60 min Blitz

Question 1

create an empty matrix with dim 5,3

Answer 1

torch.empty(5,3)

Question 2

create random matrix with dim 5,3

Answer 2

torch.random(5,3)

Question 3

create zeros matrix of a type

Answer 3

torch.zeros(5,3,dtype=torch.long)

Question 4

construct a tensor directly from data

Answer 4

torch.tensor([5.5, 3])

Question 5

create a tensor based on an existing tensor

Answer 5

x = x.new_ones(5, 3, dtype=torch.double)
x = torch.randn_like(x, dtype=torch.float)

Question 6

get size of matrix

Answer 6

x. size()

torch. Size([5,3])

Question 7

operations

Answer 7

x+y

torch. add(x,y,out=result)
y. add_(x)

Question 8

resize/reshape tensor

Answer 8

y = x.view(16)
z = x.view(-1, 8) (the size -1 is inferred from other dimensions)

Question 9

get the value of one element tensor

Answer 9

x.item()

Question 10

convert a torch tensor to a numpy array and vice versa

Answer 10

b = a.numpy()

= Your task =
Answer these questions from the 60 min Blitz notes:
(a) Which call creates an empty matrix with dimensions 5,3?
(b) Which dtype is given when creating the zeros matrix?
(c) What do the notes say about the size -1 in x.view(-1, 8)?

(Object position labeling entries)
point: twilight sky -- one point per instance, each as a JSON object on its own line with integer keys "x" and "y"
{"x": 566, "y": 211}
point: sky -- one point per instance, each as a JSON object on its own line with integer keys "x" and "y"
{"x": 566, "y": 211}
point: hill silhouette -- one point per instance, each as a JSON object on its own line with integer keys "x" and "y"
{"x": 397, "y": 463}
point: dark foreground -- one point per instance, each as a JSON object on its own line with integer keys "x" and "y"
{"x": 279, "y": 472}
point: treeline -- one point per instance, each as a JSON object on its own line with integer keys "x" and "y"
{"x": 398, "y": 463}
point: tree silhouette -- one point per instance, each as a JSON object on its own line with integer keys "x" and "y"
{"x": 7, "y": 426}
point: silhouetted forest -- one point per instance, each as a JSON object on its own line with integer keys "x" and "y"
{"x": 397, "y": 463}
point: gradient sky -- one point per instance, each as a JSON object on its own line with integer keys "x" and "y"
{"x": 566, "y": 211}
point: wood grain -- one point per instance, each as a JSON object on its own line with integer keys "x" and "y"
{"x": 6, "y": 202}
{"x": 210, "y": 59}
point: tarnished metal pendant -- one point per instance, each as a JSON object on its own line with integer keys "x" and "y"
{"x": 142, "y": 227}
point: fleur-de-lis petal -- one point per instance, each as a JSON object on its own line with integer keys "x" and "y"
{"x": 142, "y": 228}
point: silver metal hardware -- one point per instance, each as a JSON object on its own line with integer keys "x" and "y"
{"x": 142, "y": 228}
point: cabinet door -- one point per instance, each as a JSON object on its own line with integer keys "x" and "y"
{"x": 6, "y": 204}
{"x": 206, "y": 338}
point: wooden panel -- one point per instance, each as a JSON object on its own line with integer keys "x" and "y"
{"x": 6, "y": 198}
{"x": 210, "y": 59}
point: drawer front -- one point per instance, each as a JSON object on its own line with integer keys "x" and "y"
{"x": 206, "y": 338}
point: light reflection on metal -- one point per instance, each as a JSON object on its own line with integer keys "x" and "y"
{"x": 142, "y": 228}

= Task result =
(a) torch.empty(5,3)
(b) torch.long
(c) It is inferred from other dimensions.